### Exercise description
The entries are to be written out again with no differences.

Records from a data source
■ ■ ■ ■

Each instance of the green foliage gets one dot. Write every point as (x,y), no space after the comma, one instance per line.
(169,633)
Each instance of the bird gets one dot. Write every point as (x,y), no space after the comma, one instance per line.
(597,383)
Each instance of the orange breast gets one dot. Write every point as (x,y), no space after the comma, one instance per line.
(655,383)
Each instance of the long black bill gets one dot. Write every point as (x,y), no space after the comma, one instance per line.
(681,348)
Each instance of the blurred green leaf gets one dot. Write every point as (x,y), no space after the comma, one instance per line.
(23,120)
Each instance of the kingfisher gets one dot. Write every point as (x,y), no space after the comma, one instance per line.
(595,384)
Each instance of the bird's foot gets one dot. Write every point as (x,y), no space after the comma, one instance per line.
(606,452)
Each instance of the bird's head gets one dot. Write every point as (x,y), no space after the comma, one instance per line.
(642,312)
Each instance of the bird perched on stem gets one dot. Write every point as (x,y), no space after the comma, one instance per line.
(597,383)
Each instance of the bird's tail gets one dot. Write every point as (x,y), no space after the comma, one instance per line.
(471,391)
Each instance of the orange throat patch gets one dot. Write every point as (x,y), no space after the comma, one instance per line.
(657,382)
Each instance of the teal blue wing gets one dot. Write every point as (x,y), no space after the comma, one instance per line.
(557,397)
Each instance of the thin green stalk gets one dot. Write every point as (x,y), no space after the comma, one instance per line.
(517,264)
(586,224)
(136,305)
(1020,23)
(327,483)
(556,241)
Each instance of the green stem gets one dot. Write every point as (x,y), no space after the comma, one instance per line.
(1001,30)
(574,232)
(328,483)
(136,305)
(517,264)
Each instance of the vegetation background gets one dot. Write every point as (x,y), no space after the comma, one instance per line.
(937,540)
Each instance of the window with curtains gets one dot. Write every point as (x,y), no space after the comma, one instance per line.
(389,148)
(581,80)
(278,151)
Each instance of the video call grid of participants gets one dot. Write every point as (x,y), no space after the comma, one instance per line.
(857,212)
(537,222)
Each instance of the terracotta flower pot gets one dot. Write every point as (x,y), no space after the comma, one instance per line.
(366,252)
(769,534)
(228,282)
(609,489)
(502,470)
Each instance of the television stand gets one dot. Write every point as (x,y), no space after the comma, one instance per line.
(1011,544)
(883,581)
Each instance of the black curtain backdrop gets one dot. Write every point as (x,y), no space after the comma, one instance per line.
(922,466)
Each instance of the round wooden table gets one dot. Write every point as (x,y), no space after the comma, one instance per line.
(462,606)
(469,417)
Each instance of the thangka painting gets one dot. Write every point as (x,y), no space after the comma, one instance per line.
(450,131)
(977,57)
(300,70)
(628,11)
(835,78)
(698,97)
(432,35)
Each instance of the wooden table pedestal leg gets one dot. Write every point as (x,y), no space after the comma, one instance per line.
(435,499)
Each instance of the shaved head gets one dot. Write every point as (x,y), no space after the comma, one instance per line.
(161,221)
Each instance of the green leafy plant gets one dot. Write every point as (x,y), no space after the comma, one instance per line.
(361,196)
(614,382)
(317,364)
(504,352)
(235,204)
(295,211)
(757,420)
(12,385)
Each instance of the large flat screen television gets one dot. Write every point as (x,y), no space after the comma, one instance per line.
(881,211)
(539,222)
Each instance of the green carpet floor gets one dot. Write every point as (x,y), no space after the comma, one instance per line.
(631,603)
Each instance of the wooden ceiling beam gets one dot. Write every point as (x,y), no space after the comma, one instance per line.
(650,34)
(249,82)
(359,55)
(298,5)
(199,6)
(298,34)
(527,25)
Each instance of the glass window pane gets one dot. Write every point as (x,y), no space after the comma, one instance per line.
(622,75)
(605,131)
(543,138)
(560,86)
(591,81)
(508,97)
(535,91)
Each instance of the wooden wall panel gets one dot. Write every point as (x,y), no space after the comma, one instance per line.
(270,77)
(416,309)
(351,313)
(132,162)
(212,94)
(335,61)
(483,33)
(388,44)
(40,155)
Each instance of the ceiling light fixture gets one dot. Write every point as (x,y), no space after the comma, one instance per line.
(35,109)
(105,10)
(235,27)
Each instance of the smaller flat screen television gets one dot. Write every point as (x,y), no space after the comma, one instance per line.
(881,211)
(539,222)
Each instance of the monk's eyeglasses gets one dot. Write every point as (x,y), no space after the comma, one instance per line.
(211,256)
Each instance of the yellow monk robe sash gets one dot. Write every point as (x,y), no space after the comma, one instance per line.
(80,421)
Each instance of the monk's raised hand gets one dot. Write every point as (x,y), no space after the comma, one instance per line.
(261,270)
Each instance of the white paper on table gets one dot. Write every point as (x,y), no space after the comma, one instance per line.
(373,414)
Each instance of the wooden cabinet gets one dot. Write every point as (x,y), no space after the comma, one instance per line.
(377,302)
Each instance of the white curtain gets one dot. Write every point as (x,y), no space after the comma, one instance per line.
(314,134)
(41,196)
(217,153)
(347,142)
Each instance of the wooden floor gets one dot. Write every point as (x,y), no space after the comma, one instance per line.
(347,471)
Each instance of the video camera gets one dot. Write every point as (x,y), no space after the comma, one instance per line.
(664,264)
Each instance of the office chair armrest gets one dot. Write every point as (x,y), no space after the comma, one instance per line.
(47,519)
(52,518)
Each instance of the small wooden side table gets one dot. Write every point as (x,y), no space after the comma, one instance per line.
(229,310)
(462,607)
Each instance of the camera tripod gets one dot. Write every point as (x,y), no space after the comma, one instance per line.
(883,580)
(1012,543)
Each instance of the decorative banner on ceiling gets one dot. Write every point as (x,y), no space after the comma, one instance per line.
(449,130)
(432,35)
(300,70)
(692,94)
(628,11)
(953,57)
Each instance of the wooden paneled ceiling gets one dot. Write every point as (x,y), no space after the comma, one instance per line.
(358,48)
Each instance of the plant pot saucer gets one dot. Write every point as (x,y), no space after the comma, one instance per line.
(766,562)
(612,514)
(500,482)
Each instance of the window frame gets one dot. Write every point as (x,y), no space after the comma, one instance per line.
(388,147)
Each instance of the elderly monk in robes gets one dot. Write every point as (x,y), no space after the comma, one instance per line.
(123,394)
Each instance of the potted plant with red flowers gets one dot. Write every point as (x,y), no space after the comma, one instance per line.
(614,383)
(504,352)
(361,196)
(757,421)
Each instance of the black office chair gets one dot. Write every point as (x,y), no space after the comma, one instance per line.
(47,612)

■ ■ ■ ■

### Task answer
Each instance of the green foliage gets one dot. Write every point as (x,y), no space after the comma, one instance per line.
(169,633)
Each instance of the bird gets one dot. Write every point as (x,y), no space after the comma, one instance per line.
(597,383)
Each instance of the orange breast gets one dot. Write every point as (x,y), no space after the comma, one instance per line.
(655,383)
Each instance of the long black bill gets one dot. Write every point as (x,y), no space after the comma, one instance per line.
(681,348)
Each instance of the blurred green leaf gets one dot. Write every point as (x,y), no space after the comma, one instance per line.
(23,120)
Each instance of the kingfisher gets one dot. Write every point as (x,y), no space after the comma, one instance per line.
(595,384)
Each instance of the bird's foot gets one dot. Write every point as (x,y), no space after the comma, one instance per line.
(606,452)
Each instance of the bird's head gets one dot. Write every point as (x,y), no space after the comma, one instance per line.
(642,312)
Each instance of the bird perched on stem gets one dot. Write every point as (x,y), no space after the comma, one instance per line.
(597,383)
Each instance of the bird's tail gets one dot. Write every point as (x,y), no space after the comma, one instance per line.
(471,391)
Each instance of the orange throat patch gets one dot. Write every point as (x,y), no space after the comma, one instance per line.
(657,382)
Each instance of the teal blue wing gets one dot. Write every point as (x,y), no space after the comma, one instance per line.
(557,397)
Each instance of the thin green stalk gets one dot. Write every point as (x,y), no space after the comma, one instance per line.
(517,264)
(586,224)
(136,305)
(1020,23)
(327,483)
(556,241)
Each instance of the green stem gets one dot. Write every point as (x,y), no space after the comma, one instance per line.
(1001,30)
(574,232)
(328,483)
(136,305)
(517,264)
Each instance of the vegetation background gets one dot. Write every point as (x,y), no space after the comma, one instance per line.
(937,540)
Each instance of the window with curtains gets one dot. Write every point as (x,y), no space after the comma, one instance per line.
(389,148)
(581,80)
(278,151)
Each instance of the video call grid of participants gets one dot. Write every point as (x,y), no space after the comma, one instance per line.
(857,212)
(537,222)
Each instance of the terracotta flower pot gets one dot. Write every point as (x,y), no space after the comma, one instance per line.
(366,252)
(769,534)
(228,282)
(609,489)
(502,470)
Each instance of the television stand gets one dot. Write every point as (x,y), no space after the comma, one instance per line.
(1011,544)
(883,581)
Each instance of the black curtain backdrop gets one dot. Write every point as (x,y), no space after the comma, one instance per line.
(922,466)
Each instance of the round wooden table gets one dot. Write every point as (x,y), no space after the comma, one instance per line.
(462,606)
(469,417)
Each instance of the thangka painting gets one dot. Write every point as (x,y), no space after the comma, one instance per line.
(450,131)
(977,57)
(300,70)
(628,11)
(835,78)
(698,97)
(432,35)
Each instance of the wooden table pedestal leg gets one dot. Write every point as (x,y), no space after the comma, one instance per line.
(435,499)
Each instance of the shaved head gets one dot. Write every point as (x,y), no space after the comma, one instance per line.
(161,221)
Each instance of the green leafy plant gets one dot. Write every point as (x,y), no space after the comma, one instance per line.
(361,196)
(614,382)
(317,364)
(504,352)
(235,204)
(295,211)
(757,420)
(12,385)
Each instance of the large flat screen television gets one dot. Write every point as (x,y), no space after the comma, one instance per line.
(881,211)
(539,222)
Each instance of the green carpet floor gets one dot. Write every point as (x,y), no space after the comma, one instance per line.
(631,603)
Each instance of the wooden ceiling beam gets one dot. Write every point as (x,y), no space after the comma, one instance per line.
(650,34)
(249,82)
(359,55)
(298,5)
(199,6)
(298,34)
(527,25)
Each instance of the glass window pane gets one dot. Write every point as (x,y), no space after the comma, one instance per line.
(622,75)
(605,131)
(543,138)
(560,86)
(591,81)
(508,97)
(535,91)
Each instance of the wooden wall panel gets one dot. Write every point as (x,y), no space after the comma, one instance per line.
(270,77)
(416,309)
(351,313)
(132,162)
(212,94)
(335,61)
(483,33)
(388,44)
(40,155)
Each instance of the ceiling light fixture gets one dot. Write every point as (x,y), no space after the comma, one instance per line.
(35,109)
(105,10)
(235,27)
Each instance of the smaller flat screen television gets one dot. Write every point as (x,y), no space after the comma, one instance per line.
(881,211)
(539,222)
Each instance of the monk's eyeglasses gets one dot. Write every point as (x,y), no space after the comma, one instance per line.
(211,256)
Each instance of the yellow monk robe sash gets one dot. Write every point as (x,y), no space after the comma, one instance per line.
(80,421)
Each instance of the monk's raised hand gets one dot. Write every point as (x,y), no space after the comma, one instance per line.
(261,270)
Each instance of the white paper on table gets one dot. Write every point as (x,y), no space after the comma, one instance per line.
(373,414)
Each instance of the wooden cabinet gets one dot. Write every point as (x,y), no space after the comma, one instance per line.
(377,302)
Each instance of the white curtain gets one dot. Write every point as (x,y), no space after the comma, one instance per line.
(314,134)
(41,196)
(217,153)
(347,142)
Each instance of the wooden floor gets one dot. Write every point as (x,y), no space after the comma, one instance per line.
(347,471)
Each instance of the video camera gets one dot. Write every point as (x,y), no space after the comma, one instance per line.
(664,264)
Each instance of the office chair armrest gets one dot. Write every point as (x,y), no space after the comma, one instance per line.
(47,519)
(52,518)
Each instance of the small wooden side table gets one dot. Write every point as (x,y), no space after the comma, one instance per line.
(229,310)
(462,607)
Each instance of the camera tripod gets one dot. Write every point as (x,y), no space after the comma, one instance per line.
(883,580)
(1012,543)
Each instance of the decorative banner on ceiling gets one dot. Write every point as (x,y), no space after the comma, one instance per line.
(449,130)
(432,35)
(300,70)
(692,94)
(628,11)
(953,57)
Each instance of the wooden paneled ceiling gets one dot. Write every point as (x,y), no space after the comma, one instance per line.
(358,48)
Each instance of the plant pot saucer gets one dot. Write every point as (x,y), no space after the comma, one instance per line.
(766,562)
(612,514)
(500,482)
Each instance of the window frame gets one dot. Write every point as (x,y), no space after the comma, one instance per line.
(388,147)
Each instance of the elderly monk in robes gets one dot. Write every point as (x,y), no space after the comma, one instance per line.
(123,394)
Each instance of the potted plant with red flowers gets one dot. Write every point as (x,y), no space after the comma, one instance per line.
(614,383)
(504,352)
(361,196)
(757,421)
Each instance of the black office chair gets one dot. Write every point as (x,y), no space after the comma, one instance per line.
(47,612)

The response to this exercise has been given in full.